Count how many lines in the entries below contain the word "background". Reply with the number alone.

==============================

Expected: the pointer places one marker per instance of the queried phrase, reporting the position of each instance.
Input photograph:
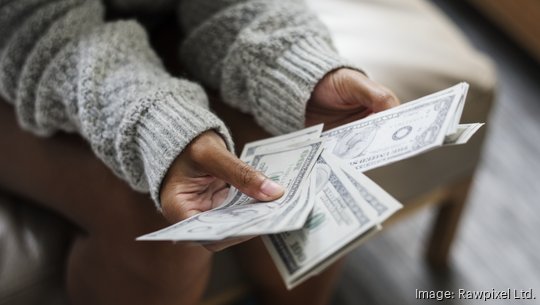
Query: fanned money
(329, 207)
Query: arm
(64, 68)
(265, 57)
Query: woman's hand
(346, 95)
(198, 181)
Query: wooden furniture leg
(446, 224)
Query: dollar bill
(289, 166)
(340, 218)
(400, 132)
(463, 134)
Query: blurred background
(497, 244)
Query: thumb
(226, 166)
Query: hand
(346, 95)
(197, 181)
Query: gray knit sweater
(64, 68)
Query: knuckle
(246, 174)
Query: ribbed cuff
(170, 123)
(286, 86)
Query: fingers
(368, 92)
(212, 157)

==============================

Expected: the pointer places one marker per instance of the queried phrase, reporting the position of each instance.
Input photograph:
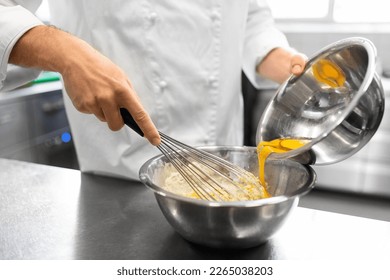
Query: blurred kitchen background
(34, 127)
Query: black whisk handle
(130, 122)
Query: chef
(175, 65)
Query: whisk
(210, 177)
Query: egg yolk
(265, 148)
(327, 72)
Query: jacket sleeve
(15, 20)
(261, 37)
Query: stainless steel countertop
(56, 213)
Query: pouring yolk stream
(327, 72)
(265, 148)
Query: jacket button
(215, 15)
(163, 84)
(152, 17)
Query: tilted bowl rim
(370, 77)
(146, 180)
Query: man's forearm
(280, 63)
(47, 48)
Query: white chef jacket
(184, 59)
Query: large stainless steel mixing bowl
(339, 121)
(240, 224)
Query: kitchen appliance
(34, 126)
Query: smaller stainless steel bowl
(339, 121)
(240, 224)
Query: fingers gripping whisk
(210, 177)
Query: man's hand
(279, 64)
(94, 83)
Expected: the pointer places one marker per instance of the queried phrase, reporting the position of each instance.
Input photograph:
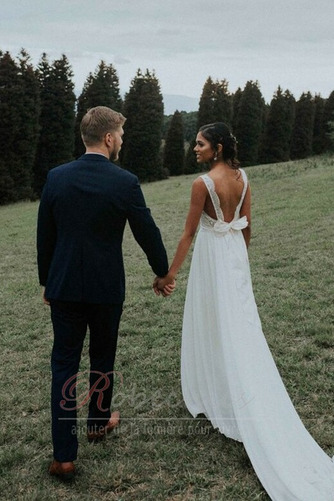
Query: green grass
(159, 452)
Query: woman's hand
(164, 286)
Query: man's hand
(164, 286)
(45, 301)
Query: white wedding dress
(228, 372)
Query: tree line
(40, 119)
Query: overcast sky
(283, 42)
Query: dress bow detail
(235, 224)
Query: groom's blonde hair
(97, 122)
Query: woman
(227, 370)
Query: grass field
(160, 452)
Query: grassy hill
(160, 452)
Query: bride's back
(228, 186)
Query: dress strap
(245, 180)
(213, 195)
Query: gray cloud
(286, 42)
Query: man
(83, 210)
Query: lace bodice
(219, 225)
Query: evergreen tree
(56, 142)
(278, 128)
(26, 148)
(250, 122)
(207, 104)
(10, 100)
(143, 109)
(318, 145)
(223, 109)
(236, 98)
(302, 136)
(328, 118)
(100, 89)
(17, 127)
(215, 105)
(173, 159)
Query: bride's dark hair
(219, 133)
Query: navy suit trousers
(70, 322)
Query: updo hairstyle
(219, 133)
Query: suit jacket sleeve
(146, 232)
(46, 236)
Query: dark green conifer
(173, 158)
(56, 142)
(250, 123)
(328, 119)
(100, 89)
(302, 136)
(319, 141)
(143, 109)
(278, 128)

==============================

◆ **Solution for this exercise**: 2